**WHAT THIS EXERCISE ASKS:**
a) In the review of The Owners below, what mostly caused the damage in the film?
b) Write the next few sentences of the review of The Owners below, picking up after its final sentence.

**SUPPLIED PASSAGE:**

It was largely blades that caused the damage in The Owners, though a well-placed sledgehammer did not go amiss, yet while it was not quite the limbs-a-flying gorefest it might have been in order to keep the tone this side of the outrageously unbelievable, it did come pretty close in certain scenes. What was evidently intended to be punishing, as once the ordeals begin there's no let up whatsoever, was tempered by the way you wanted to see the ugly behaviour of Nathan and Gaz, and to an extent the slower-witted Terry, receive some form of comeuppance, since that was the way these movies operated. You commit some crime, be it social or actually violent or theft-related, and you have your just desserts, that was what you expected, and for a while at least it appears as if Berg and company were playing by those rules with a high degree of faith.

**DATA PROVIDED:**
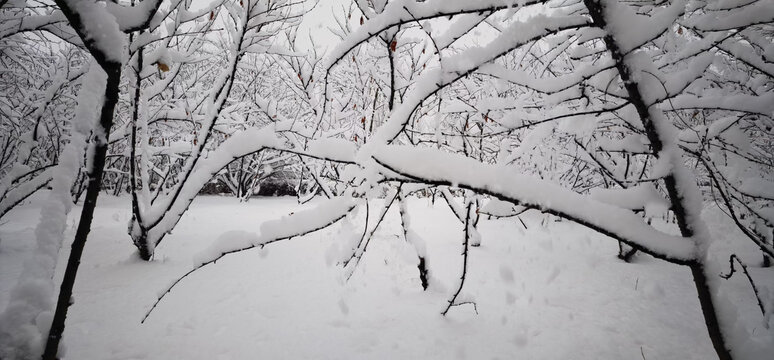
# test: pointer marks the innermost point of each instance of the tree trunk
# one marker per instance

**OUTPUTS FOR THE TASKS:**
a) Mostly blades, though a well-placed sledgehammer also played a part.

b)
Film buffs of an older generation would be attracted out of curiosity to see McCoy and Tushingham working together, sounding an odd match up but actually they had some chemistry as she played it borderline senile and he was more avuncular, like you would anticipate a country doctor to be, pillar of the community and all that. Yet the screenplay drip-fed us information about what was happening outside of this closed off house of mayhem as Gaz decides they should stick around until the old couple return and torture them to find the combination of the safe. Mary has a twin sister, Jane, for instance, who mysteriously disappeared but may have some connection to what is about to occur, and the wife misses a daughter who could possibly be dead herself, unless she is deluded. All of this fleshed out what was a fairly slender, straightforward narrative once we had our twists established. Williams drew sympathy as the reluctant fourth member of the gang, if only because all the terrible consequences were heaped onto her, but if the characters were of the two-dimensional aspect, this moved along with muscular style. Also: Hartley Hare on TV!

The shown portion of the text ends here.